• TESTO DI PARTENZA:
------------

XX - Il Giudizio (Le Jujement). Un angelo esce da un nembo colorato suonando la tromba, mentre tre piccoli corpi sorgono da un avello Anche questa immagine, frequentissima nel Medioevo, può farsi risalire ai numerosi miti sulla fine del mondo presenti in molte religioni antiche. Il più importante riferimento è certamente l'Apocalisse di San Giovanni, ultimo libro del Nuovo Testamento. Questa carta corrisponde all'Angelo di altri mazzi da gioco.
XXI - Il Mondo (Le Monde). La carta rappresenta una donna seminuda che regge due bastoncini nelle mani. Essa è circondata da una mandorla di foglie, mentre ai quattro lati della carta compaiono i simboli Tetramorfi degli Evangelisti: un Angelo (San Matteo) un'Aquila (San Giovanni) un Toro (San Luca) e un Leone (San Marco). La carta compendia, se pur in forma elementare due figure geometriche, il cerchio e il quadrato, che erano considerate il simbolo della perfezione.

------------

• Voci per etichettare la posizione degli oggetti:

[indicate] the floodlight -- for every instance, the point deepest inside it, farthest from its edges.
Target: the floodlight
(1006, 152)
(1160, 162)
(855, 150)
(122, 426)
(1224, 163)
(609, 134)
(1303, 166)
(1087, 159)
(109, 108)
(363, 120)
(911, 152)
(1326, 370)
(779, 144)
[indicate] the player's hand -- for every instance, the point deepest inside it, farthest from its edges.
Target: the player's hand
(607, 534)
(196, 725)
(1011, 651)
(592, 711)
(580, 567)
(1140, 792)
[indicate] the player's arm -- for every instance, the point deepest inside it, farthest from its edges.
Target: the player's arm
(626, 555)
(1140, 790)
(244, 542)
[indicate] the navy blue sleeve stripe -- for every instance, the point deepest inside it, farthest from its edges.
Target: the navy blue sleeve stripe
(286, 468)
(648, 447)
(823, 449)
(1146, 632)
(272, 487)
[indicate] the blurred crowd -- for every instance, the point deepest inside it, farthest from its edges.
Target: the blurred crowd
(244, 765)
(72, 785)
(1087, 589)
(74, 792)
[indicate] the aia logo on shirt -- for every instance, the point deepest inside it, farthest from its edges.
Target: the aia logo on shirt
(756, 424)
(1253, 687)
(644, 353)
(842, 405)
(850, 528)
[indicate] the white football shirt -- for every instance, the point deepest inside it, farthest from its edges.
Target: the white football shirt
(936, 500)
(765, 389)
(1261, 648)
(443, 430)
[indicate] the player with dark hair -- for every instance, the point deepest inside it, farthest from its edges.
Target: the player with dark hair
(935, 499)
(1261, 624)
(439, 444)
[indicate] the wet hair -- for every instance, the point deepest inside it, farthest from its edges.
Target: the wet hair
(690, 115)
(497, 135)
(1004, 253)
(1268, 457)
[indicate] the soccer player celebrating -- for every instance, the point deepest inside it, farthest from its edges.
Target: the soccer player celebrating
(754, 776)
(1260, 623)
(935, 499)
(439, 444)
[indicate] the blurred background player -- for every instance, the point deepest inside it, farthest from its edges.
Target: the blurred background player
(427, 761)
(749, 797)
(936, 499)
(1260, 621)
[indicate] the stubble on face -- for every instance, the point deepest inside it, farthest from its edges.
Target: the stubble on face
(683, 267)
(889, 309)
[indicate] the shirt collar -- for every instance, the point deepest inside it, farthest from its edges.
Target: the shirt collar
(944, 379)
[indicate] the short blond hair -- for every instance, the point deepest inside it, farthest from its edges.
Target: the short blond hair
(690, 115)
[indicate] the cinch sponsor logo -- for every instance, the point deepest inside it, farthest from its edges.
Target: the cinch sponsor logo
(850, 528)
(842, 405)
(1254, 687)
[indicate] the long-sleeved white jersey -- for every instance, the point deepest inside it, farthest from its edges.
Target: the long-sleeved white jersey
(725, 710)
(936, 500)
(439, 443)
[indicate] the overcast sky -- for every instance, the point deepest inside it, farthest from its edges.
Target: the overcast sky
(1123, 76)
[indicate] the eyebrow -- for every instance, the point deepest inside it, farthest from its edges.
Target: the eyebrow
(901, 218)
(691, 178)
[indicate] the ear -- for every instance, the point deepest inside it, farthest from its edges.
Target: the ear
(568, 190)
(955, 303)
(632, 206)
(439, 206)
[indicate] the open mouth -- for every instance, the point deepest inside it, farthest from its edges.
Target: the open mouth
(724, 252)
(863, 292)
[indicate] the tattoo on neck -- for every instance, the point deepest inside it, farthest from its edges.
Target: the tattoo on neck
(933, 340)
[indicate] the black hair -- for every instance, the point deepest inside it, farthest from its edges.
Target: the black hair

------------

• ISTRUZIONI:
A - Elenca i quattro simboli che compaiono ai lati della carta Il Mondo nel testo sulle carte del Giudizio e del Mondo. Per ognuno indica l'evangelista che rappresenta.
B - Rispondi in breve alle domande sul testo sulle carte del Giudizio e del Mondo.
(i) Qual è il riferimento più importante per l'immagine della carta Il Giudizio?
(ii) Che cosa regge nelle mani la donna della carta Il Mondo?
(iii) Quali due figure geometriche erano considerate il simbolo della perfezione?

• SOLUZIONI:
A -
Angelo (San Matteo)
Aquila (San Giovanni)
Toro (San Luca)
Leone (San Marco)

B -
(i) L'Apocalisse di San Giovanni, ultimo libro del Nuovo Testamento.
(ii) Due bastoncini.
(iii) Il cerchio e il quadrato.